Masz rację, bo nie pomogłeś rozwiązać tego problemu :] A na moich dyskach ma być tak jak ja chcę a nie jak dyktują mi właściwości Windows.

----------

## Ratman

Dwie strony tematu a BeteNoire jak nie mógł bootować tak nie może   :Laughing:   :Laughing:   :Laughing: 

Bo rzecz jest prosta: to pytanie powinien zadać na jakimś forum windowsa, a nie gentoo   :Twisted Evil: 

Pytanie:

Czy mozna zbootować WinXP z partycji logicznej?

Odpowiedź:

Oczywiście, że można bo to XP, ale tak długo dopóki pliki bootujące są na aktywnej partycji podstawowej.

Pytanie:

A jakie to pliki?

Odpowiedź:

NTLDR i boot.ini

Pytanie:

Co powinien wskazywać boot.ini?

Odpowiedź:

Partycję z plikami WindowsXP według formatu bootloadera XP, a ten jest zgodny z formatem GRUB

Nie zapomnij dodać /fastdetect w opcjach bootowania XP

----------

## BeteNoire

Czyli nie ma innej rady jak zrobić małą partycję "boot" dla Windowsa... Tak wynikało z paru dokumentów, które czytałem na ten temat (gentoo-wiki itp) ale łudziłem się, że jednak da się zrobić bez tej partycji. No cóż, to byłby mój kompromis do którego tak mocno nawoływał mnie qermit  :Twisted Evil:  . Ale to już po zakupie nowego dysku...

----------

## Ratman

 *BeteNoire wrote:*   

> Czyli nie ma innej rady jak zrobić małą partycję "boot" dla Windowsa... Tak wynikało z paru dokumentów, które czytałem na ten temat (gentoo-wiki itp) ale łudziłem się, że jednak da się zrobić bez tej partycji...

 

Daj spokój   :Surprised:  , nie udało się połowie swiata, a myślisz że tobie by się udało   :Mr. Green: 

----------

## Gabrys

Krótko i treściwie w kilku punktach (i według mojej wiedzy):

1. Nie da się zainstalować Windowsa XP jeśli /dev/hda1 nie będzie sformatowany jako FAT/NTFS i instalator może sobie zainstalować system na /dev/hda8 ale /dev/hda1 musi jakoś widzieć.

2. Windows musi MYŚLEĆ, że /dev/hda1 jest dla niego dostępne.

3. Jeśli przemapujesz dyski/partycje to Windows MYŚLI, że jest OK.

4. Da się zatem skopiować instalację Windowsa na inną partycję, przemapować rzecz Grubem i powinno działać.

[Rekordy zbioru danych dotyczące położenia obiektów]
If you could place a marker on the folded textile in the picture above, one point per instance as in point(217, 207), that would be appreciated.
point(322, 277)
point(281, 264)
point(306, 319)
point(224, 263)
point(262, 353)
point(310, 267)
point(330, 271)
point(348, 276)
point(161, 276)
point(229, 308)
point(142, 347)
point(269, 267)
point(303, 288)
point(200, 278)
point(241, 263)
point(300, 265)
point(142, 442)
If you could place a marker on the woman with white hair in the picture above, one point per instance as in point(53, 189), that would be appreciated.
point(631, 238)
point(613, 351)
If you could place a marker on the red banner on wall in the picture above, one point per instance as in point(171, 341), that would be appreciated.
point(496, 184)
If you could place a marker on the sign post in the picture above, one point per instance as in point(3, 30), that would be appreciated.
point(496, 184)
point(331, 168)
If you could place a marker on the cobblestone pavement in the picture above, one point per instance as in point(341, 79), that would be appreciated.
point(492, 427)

---

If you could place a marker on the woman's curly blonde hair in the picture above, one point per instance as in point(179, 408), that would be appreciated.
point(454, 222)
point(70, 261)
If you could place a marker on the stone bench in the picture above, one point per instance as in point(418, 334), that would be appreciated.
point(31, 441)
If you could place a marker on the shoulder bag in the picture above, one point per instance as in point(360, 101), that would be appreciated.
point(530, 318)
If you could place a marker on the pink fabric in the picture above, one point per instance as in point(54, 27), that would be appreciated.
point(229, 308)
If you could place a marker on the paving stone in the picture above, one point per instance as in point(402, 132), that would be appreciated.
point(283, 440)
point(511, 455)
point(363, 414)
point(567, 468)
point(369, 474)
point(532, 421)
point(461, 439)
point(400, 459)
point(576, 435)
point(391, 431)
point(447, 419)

▸ CEL ZADANIA
Proszę wiernie przepisać część powyższego wątku o bootowaniu Windowsa XP, zaczynając od słów "Masz rację, bo" i kończąc na słowach "z partycji logicznej?".

▸ PEŁNE ROZWIĄZANIE
Masz rację, bo nie pomogłeś rozwiązać tego problemu :] A na moich dyskach ma być tak jak ja chcę a nie jak dyktują mi właściwości Windows.

----------

## Ratman

Dwie strony tematu a BeteNoire jak nie mógł bootować tak nie może   :Laughing:   :Laughing:   :Laughing: 

Bo rzecz jest prosta: to pytanie powinien zadać na jakimś forum windowsa, a nie gentoo   :Twisted Evil: 

Pytanie:

Czy mozna zbootować WinXP z partycji logicznej?